*** Input for this task

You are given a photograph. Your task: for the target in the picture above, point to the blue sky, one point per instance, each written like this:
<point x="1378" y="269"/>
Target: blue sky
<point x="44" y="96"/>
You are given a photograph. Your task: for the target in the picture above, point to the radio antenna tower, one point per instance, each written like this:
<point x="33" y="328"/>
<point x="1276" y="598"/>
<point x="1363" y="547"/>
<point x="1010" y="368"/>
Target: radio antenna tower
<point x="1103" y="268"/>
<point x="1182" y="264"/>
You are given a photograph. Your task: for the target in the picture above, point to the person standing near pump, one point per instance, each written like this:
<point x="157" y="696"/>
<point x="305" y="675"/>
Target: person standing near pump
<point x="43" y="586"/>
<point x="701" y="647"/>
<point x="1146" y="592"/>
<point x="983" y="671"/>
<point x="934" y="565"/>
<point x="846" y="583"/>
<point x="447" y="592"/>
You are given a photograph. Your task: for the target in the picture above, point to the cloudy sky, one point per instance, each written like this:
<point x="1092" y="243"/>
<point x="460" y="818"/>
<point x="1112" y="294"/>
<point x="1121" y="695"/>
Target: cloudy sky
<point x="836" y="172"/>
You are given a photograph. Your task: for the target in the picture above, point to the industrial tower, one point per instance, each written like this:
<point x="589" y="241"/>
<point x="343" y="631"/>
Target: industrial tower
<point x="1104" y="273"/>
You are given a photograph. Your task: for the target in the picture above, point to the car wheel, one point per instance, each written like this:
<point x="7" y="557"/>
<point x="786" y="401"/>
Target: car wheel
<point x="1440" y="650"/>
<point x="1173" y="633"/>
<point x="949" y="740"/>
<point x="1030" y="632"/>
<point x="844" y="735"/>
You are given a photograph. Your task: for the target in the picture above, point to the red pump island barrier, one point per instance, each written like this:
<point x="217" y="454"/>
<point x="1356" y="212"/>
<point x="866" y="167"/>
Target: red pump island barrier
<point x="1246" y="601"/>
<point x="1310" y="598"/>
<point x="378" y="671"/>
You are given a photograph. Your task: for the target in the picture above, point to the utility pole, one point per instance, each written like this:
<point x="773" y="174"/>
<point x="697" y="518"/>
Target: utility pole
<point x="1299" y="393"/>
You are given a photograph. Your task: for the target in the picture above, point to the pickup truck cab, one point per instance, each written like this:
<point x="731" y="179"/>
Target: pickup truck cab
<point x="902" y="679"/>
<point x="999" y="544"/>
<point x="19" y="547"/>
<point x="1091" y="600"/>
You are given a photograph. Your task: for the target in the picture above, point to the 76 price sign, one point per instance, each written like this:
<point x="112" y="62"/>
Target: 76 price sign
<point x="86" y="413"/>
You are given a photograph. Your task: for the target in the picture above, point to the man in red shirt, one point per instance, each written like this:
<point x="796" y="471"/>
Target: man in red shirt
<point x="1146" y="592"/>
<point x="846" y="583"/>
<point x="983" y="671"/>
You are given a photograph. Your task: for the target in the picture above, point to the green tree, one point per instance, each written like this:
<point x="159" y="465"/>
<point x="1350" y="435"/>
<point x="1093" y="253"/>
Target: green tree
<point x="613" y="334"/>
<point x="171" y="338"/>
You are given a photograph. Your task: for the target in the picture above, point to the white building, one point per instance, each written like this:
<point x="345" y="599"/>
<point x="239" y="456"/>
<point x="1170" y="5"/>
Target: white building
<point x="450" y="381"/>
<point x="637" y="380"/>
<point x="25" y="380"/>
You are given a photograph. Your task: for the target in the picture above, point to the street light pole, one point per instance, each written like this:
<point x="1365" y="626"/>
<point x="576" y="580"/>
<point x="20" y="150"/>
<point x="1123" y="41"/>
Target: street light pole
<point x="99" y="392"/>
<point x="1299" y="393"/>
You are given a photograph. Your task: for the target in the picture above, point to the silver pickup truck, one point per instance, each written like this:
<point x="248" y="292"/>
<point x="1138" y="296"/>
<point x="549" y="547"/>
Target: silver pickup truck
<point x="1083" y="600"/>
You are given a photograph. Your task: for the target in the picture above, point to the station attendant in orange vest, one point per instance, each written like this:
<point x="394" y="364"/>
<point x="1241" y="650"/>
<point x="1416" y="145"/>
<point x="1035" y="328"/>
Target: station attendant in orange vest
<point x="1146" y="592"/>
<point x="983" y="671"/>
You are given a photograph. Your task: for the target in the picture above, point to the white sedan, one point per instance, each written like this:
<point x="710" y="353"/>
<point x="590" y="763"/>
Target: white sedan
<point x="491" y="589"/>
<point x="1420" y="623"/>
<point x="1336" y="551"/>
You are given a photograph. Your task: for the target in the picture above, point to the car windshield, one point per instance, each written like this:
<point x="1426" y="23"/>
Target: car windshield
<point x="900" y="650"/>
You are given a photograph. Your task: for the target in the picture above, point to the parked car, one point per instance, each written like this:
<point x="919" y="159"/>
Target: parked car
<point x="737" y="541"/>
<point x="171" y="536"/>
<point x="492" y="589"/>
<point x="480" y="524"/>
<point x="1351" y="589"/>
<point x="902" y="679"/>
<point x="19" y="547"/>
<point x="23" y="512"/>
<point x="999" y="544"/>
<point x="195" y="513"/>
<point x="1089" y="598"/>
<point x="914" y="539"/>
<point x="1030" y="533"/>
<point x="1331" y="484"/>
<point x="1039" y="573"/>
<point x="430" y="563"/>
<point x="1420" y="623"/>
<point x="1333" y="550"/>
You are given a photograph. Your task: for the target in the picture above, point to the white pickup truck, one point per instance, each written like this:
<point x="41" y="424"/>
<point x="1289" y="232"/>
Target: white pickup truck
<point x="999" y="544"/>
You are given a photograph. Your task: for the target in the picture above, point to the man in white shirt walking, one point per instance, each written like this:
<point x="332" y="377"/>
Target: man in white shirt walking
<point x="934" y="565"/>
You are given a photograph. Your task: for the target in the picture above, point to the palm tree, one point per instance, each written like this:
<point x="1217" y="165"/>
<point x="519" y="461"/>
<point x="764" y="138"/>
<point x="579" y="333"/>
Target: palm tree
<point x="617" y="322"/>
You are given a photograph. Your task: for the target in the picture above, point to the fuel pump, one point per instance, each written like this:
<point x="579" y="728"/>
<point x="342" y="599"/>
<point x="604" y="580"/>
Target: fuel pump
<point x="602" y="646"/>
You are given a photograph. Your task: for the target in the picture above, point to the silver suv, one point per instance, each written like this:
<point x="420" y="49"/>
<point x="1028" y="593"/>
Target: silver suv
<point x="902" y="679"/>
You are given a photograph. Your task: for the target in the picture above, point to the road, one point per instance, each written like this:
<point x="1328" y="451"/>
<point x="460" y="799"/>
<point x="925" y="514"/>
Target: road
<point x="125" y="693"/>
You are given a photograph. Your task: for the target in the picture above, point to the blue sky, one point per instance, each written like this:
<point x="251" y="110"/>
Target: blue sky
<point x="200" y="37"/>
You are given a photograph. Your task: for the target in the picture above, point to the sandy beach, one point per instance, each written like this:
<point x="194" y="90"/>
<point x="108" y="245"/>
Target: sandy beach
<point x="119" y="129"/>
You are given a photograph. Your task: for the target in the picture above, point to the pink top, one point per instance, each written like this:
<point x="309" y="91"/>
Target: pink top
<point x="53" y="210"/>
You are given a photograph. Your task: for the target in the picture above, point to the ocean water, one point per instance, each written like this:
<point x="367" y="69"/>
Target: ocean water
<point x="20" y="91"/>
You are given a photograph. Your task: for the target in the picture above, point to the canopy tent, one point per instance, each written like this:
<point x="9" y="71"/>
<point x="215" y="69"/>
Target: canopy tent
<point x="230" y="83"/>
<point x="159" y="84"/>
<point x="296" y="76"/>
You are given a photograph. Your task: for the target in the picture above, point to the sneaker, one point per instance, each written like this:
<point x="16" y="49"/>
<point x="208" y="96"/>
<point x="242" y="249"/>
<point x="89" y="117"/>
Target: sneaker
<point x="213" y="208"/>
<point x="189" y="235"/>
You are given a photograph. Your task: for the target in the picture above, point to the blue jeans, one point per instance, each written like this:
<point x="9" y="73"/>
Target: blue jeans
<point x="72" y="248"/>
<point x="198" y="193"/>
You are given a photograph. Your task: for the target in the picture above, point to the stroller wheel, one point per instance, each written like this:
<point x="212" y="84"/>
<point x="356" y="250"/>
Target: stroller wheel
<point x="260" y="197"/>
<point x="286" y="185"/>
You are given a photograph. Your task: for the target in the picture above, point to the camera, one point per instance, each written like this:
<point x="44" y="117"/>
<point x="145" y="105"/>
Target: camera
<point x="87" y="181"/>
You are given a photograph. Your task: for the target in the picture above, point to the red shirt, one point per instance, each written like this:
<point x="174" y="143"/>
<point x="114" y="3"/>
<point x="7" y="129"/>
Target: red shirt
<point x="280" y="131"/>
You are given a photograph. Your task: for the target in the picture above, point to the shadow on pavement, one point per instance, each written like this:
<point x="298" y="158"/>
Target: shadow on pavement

******
*** Input for this task

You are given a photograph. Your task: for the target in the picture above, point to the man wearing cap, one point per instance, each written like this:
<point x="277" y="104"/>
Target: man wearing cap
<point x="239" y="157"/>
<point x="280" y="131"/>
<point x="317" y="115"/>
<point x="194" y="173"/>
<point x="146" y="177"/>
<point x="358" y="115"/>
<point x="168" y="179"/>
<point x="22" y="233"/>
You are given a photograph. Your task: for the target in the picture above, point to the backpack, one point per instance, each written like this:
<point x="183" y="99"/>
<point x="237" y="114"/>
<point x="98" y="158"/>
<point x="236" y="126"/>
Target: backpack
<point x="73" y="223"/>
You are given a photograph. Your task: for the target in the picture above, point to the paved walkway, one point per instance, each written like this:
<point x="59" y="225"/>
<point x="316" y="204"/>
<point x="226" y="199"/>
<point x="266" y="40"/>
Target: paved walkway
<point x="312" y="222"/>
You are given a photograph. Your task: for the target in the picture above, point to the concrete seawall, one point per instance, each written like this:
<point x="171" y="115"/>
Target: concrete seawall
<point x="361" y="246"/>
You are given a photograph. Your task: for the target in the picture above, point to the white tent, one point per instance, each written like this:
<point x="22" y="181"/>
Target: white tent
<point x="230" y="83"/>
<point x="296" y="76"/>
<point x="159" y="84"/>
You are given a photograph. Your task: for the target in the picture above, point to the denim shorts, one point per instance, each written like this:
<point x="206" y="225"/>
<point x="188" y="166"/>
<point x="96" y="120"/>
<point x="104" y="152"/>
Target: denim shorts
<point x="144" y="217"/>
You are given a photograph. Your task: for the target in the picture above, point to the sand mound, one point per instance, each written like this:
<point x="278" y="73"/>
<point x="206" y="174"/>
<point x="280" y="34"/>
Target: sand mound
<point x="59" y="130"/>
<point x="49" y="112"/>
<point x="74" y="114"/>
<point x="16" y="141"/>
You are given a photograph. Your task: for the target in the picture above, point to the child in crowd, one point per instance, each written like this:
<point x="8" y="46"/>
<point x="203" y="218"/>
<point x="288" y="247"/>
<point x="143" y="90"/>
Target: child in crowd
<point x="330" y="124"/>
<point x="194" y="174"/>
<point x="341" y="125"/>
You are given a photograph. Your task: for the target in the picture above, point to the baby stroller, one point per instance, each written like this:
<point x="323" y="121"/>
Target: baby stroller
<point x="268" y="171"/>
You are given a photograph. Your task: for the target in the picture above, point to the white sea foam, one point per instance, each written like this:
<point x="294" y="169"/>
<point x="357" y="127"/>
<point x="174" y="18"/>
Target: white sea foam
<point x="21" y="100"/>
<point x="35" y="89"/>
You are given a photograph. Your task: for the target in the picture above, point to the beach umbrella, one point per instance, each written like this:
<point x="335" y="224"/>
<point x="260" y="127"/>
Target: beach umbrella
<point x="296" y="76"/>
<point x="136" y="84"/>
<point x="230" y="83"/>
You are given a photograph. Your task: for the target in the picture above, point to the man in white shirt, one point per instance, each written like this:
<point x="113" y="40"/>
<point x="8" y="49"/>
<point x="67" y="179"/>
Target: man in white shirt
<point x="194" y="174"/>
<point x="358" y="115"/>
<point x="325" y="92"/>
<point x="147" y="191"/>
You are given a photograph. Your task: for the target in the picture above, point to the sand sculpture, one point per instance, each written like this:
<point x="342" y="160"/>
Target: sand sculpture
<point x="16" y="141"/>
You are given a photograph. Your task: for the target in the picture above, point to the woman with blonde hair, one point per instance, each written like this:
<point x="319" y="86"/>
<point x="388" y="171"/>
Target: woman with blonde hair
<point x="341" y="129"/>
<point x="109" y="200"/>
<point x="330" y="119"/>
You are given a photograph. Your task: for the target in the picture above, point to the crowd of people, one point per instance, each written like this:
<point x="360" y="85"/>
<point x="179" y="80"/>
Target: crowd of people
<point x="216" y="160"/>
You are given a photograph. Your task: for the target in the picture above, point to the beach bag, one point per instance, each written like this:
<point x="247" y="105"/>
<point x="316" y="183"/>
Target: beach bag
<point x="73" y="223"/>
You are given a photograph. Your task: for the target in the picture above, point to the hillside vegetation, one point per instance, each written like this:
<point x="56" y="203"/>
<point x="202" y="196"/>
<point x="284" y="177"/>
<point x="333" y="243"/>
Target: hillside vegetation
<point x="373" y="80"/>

******

Repeat word for word the lines starting with the one that contains "to the hillside" and going on through the one that contains "Target: hillside vegetation", including both of those lines.

You are given a photograph. Your task: for the target in the picture above, point to the hillside vegetation, one point per instance, each written like this:
<point x="56" y="203"/>
<point x="202" y="196"/>
<point x="284" y="177"/>
<point x="333" y="243"/>
Target: hillside vegetation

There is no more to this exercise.